Point labels for objects
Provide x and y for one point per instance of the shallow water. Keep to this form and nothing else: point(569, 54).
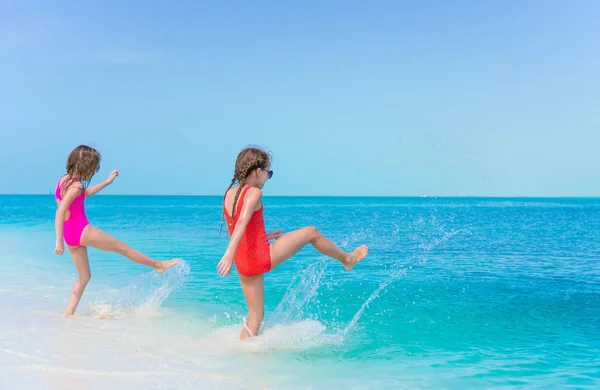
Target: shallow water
point(455, 293)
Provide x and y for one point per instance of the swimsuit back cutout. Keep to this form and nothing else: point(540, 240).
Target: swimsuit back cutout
point(253, 254)
point(76, 220)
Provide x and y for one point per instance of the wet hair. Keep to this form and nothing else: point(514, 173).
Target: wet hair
point(248, 160)
point(82, 165)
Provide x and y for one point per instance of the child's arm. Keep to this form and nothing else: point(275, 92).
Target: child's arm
point(59, 221)
point(251, 202)
point(98, 187)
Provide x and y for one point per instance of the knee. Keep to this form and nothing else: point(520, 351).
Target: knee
point(121, 248)
point(85, 278)
point(313, 232)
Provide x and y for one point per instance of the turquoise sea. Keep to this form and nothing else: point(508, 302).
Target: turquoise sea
point(456, 293)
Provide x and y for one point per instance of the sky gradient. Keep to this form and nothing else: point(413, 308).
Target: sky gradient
point(386, 98)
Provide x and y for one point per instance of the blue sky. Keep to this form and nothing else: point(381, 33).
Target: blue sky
point(352, 98)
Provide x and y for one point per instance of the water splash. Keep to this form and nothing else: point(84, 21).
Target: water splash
point(147, 292)
point(397, 273)
point(302, 290)
point(428, 234)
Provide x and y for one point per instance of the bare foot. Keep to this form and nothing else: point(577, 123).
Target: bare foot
point(356, 256)
point(162, 266)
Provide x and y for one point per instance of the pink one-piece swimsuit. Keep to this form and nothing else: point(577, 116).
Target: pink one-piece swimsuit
point(77, 221)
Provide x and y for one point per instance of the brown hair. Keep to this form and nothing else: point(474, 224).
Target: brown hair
point(82, 165)
point(248, 160)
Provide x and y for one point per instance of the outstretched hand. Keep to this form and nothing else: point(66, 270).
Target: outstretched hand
point(224, 266)
point(274, 235)
point(112, 176)
point(59, 249)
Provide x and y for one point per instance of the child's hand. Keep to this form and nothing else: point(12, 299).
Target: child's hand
point(112, 176)
point(59, 249)
point(224, 266)
point(274, 235)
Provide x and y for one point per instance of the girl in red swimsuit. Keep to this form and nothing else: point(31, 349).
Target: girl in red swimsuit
point(72, 226)
point(249, 246)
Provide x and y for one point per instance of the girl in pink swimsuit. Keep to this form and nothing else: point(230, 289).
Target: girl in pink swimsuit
point(73, 227)
point(249, 246)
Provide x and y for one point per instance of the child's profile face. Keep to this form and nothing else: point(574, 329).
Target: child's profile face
point(264, 175)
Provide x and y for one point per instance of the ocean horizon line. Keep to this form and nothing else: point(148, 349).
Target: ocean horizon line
point(338, 196)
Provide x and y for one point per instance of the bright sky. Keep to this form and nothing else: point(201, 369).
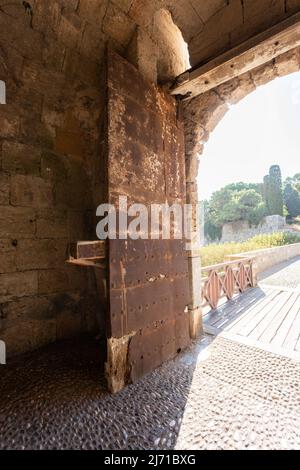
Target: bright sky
point(261, 130)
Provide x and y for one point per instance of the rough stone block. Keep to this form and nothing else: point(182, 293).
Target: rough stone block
point(31, 191)
point(52, 224)
point(17, 285)
point(9, 122)
point(53, 281)
point(25, 308)
point(41, 254)
point(16, 222)
point(7, 256)
point(264, 74)
point(288, 63)
point(207, 110)
point(21, 158)
point(235, 90)
point(53, 166)
point(118, 26)
point(207, 9)
point(4, 188)
point(293, 6)
point(143, 53)
point(28, 335)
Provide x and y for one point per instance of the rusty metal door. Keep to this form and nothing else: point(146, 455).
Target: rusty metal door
point(148, 279)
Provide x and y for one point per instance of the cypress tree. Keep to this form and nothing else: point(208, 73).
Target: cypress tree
point(275, 193)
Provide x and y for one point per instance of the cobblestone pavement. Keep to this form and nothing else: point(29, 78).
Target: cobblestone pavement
point(217, 395)
point(285, 274)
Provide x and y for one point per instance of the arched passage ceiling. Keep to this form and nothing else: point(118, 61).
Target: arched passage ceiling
point(208, 26)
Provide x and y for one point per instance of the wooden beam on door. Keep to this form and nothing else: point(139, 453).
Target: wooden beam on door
point(252, 53)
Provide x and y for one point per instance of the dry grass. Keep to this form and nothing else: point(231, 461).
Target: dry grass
point(214, 254)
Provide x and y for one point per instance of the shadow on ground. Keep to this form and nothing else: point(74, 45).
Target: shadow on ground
point(55, 398)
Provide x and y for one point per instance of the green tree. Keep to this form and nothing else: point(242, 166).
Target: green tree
point(273, 191)
point(292, 200)
point(231, 205)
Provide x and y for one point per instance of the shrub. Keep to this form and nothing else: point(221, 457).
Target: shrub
point(216, 253)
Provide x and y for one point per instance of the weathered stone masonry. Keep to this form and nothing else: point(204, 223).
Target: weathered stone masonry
point(52, 175)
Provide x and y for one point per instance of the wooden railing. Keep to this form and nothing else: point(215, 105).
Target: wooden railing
point(226, 279)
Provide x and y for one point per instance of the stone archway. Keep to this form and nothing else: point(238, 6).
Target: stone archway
point(201, 116)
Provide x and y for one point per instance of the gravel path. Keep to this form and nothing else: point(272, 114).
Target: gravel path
point(285, 274)
point(216, 395)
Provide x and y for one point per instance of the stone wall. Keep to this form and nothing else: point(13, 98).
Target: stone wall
point(241, 230)
point(52, 173)
point(49, 180)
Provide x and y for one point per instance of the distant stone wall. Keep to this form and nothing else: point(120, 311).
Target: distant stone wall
point(269, 257)
point(241, 231)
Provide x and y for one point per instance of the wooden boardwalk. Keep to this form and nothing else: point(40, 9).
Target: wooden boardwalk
point(266, 317)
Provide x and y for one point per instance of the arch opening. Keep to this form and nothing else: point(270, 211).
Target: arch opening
point(202, 114)
point(173, 53)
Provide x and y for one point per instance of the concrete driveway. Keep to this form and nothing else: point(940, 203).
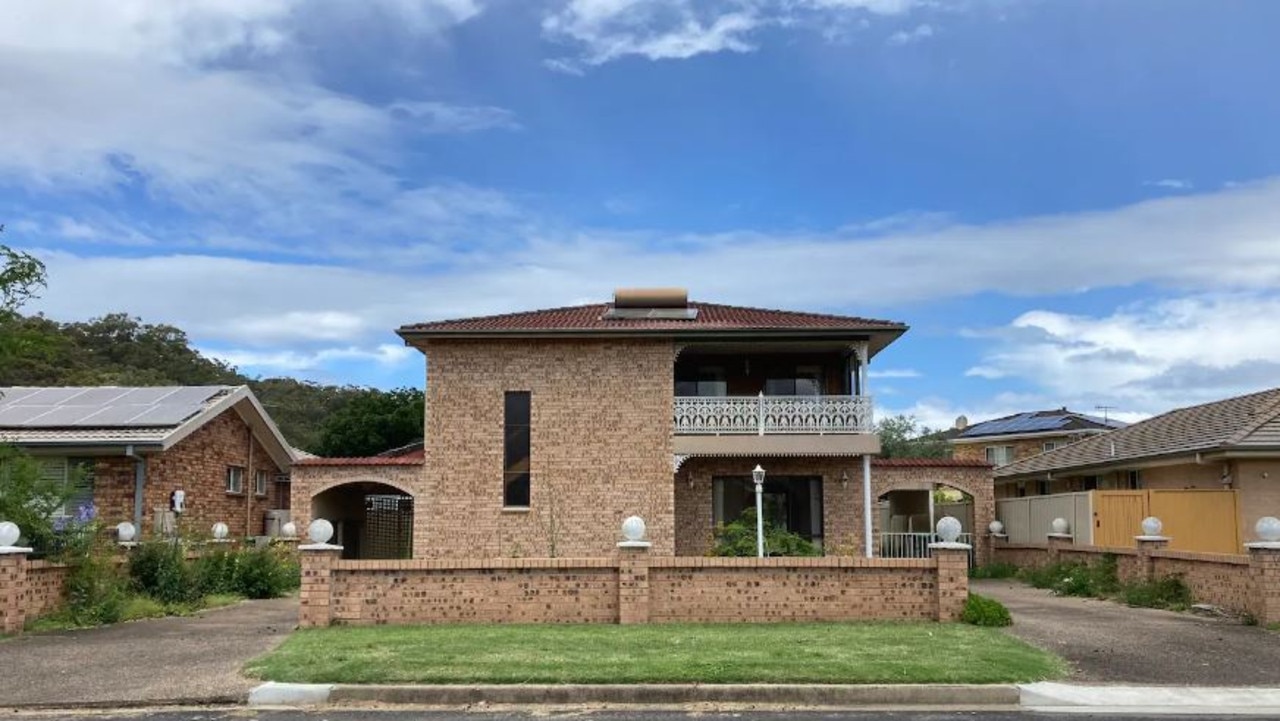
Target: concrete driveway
point(1110, 643)
point(174, 660)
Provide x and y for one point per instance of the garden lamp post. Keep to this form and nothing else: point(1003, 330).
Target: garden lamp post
point(758, 477)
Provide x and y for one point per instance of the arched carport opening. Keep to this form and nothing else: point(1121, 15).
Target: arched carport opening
point(370, 520)
point(908, 518)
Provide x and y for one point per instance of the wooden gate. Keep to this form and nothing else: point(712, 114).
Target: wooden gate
point(1118, 518)
point(1206, 521)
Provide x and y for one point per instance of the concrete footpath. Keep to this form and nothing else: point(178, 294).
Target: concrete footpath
point(151, 662)
point(1043, 697)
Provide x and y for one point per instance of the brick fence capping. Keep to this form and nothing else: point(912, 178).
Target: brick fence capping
point(631, 587)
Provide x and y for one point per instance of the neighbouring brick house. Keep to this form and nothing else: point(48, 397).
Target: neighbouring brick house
point(1011, 438)
point(1228, 445)
point(136, 446)
point(545, 429)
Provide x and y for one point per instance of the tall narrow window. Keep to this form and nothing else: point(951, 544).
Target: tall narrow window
point(516, 446)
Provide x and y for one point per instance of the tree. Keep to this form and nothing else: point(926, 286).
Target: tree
point(373, 421)
point(903, 437)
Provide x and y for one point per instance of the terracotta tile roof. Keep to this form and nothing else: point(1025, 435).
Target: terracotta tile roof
point(711, 316)
point(1244, 421)
point(928, 464)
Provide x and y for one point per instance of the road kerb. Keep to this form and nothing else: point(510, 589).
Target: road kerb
point(800, 694)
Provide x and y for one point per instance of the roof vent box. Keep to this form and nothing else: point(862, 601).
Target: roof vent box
point(639, 304)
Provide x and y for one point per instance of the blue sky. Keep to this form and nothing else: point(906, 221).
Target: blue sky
point(1070, 202)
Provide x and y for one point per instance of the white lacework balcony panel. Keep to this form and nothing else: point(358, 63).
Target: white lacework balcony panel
point(772, 414)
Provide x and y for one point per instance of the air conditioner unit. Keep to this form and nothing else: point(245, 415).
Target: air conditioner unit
point(274, 520)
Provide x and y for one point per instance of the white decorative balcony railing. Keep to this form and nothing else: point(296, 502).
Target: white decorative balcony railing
point(772, 414)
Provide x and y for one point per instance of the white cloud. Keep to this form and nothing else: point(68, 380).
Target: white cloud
point(1144, 357)
point(909, 36)
point(894, 373)
point(661, 30)
point(251, 361)
point(191, 31)
point(1170, 185)
point(1189, 245)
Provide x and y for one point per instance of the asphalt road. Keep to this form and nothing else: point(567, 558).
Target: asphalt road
point(380, 715)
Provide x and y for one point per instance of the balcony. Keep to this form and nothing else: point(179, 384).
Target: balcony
point(768, 415)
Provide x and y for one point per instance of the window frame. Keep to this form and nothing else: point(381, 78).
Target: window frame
point(517, 479)
point(234, 480)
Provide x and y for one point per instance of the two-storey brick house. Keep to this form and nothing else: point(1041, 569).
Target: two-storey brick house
point(545, 429)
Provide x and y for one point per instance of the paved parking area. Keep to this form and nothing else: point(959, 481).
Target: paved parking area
point(1110, 643)
point(158, 660)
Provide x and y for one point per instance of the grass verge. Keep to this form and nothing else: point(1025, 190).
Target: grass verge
point(657, 653)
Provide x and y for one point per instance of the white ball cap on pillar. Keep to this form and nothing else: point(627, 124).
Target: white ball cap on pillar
point(9, 534)
point(949, 529)
point(126, 532)
point(320, 530)
point(1267, 529)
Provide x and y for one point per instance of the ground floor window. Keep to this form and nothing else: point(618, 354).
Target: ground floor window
point(790, 502)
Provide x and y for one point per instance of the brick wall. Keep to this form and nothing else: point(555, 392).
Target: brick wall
point(634, 588)
point(197, 465)
point(602, 447)
point(46, 587)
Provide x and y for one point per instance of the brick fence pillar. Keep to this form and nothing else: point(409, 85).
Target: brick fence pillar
point(1147, 548)
point(316, 593)
point(952, 578)
point(1265, 576)
point(1056, 543)
point(634, 583)
point(14, 593)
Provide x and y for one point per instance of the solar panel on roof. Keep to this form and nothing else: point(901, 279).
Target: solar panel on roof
point(146, 396)
point(97, 396)
point(114, 407)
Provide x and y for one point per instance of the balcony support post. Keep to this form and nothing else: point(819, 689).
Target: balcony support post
point(867, 505)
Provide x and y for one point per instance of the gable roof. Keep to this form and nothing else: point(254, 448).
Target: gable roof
point(147, 416)
point(1248, 421)
point(1059, 420)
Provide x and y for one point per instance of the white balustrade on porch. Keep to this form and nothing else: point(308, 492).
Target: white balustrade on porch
point(913, 544)
point(773, 414)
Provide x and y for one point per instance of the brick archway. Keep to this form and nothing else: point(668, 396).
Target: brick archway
point(924, 474)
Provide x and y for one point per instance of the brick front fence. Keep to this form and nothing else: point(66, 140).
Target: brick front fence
point(632, 588)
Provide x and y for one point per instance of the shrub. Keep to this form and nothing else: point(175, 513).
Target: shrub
point(215, 573)
point(999, 570)
point(1168, 592)
point(982, 611)
point(160, 570)
point(260, 573)
point(95, 591)
point(739, 539)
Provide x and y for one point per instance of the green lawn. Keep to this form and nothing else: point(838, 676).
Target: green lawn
point(711, 653)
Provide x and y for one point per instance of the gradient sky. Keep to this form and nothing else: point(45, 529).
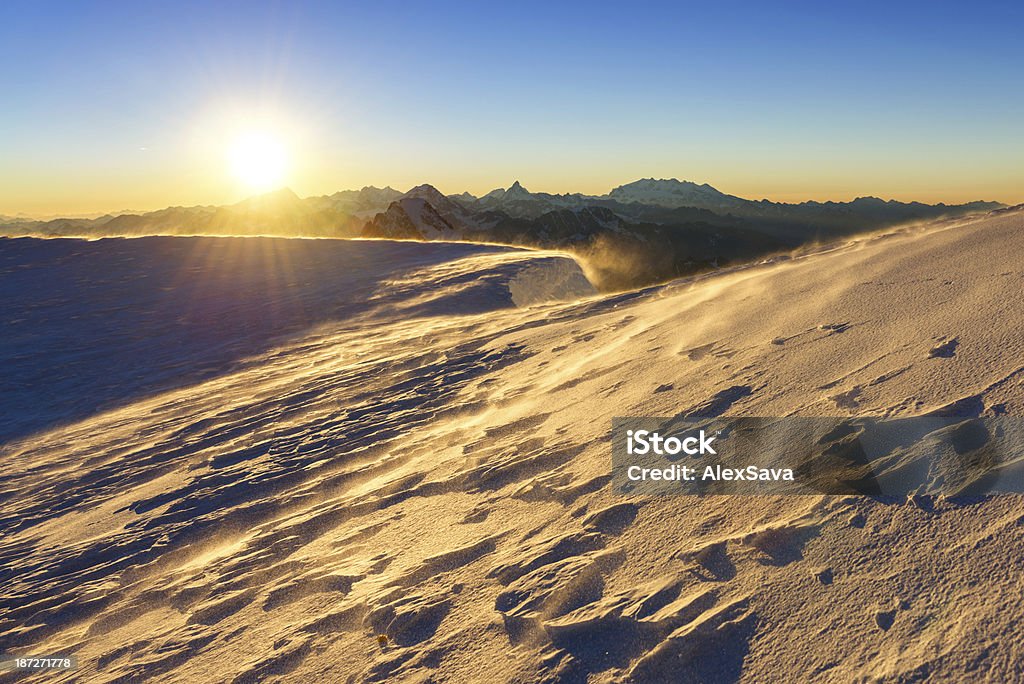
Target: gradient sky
point(111, 105)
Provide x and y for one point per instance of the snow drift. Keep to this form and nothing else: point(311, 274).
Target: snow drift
point(419, 489)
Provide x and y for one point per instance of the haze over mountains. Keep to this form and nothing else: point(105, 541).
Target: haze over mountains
point(640, 232)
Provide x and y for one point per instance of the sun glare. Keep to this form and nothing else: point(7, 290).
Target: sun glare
point(258, 161)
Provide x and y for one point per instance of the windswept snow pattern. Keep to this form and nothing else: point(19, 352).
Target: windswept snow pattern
point(415, 486)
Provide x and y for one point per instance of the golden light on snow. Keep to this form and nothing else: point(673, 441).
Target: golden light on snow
point(258, 160)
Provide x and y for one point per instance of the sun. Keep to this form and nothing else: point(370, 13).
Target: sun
point(258, 160)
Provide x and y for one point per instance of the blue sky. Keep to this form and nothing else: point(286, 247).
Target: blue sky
point(112, 105)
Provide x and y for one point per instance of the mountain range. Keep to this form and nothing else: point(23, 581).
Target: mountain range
point(640, 232)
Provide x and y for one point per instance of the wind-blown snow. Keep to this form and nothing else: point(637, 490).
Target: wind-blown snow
point(433, 468)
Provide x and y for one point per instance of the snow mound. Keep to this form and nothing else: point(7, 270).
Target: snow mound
point(419, 489)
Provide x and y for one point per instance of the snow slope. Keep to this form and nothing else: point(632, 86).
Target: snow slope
point(432, 468)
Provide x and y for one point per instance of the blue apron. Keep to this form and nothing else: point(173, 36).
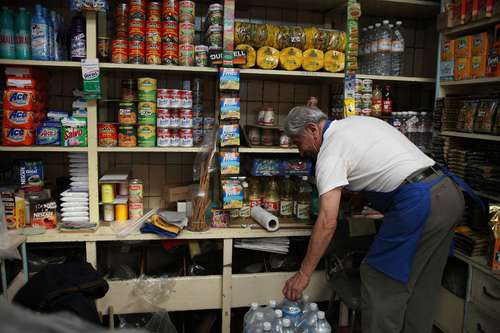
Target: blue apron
point(406, 210)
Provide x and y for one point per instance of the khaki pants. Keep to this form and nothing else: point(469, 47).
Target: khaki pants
point(391, 306)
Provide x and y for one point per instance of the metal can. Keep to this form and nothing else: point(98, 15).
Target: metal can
point(186, 11)
point(186, 137)
point(136, 52)
point(169, 53)
point(185, 118)
point(146, 136)
point(127, 136)
point(108, 134)
point(146, 113)
point(135, 210)
point(119, 51)
point(127, 113)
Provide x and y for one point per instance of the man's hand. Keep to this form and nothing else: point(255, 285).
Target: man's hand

#### TASK DESCRIPTION:
Copy out the material word for word, beginning at the line that contains "else: point(221, 457)." and ending after the line that contains "point(216, 395)".

#### FINAL ANSWER:
Provide x and y for one point per instance of the shrub. Keep to this form and nothing else: point(221, 457).
Target: shrub
point(216, 253)
Provide x and y for one point per instance of the weathered stone masonry. Keep to this form and nothing else: point(204, 223).
Target: weathered stone masonry
point(52, 175)
Provide x and y for one point per instance of the wooden railing. Keep to this form and nothing else: point(215, 105).
Target: wooden railing
point(226, 279)
Provide x and y for one point per instance of the stone archway. Keep to this form and nothing else: point(238, 6).
Target: stone archway
point(201, 116)
Provide x and y for one point per instance of the gravel path. Keep to this form and nothing else: point(272, 114).
Target: gravel path
point(285, 274)
point(216, 395)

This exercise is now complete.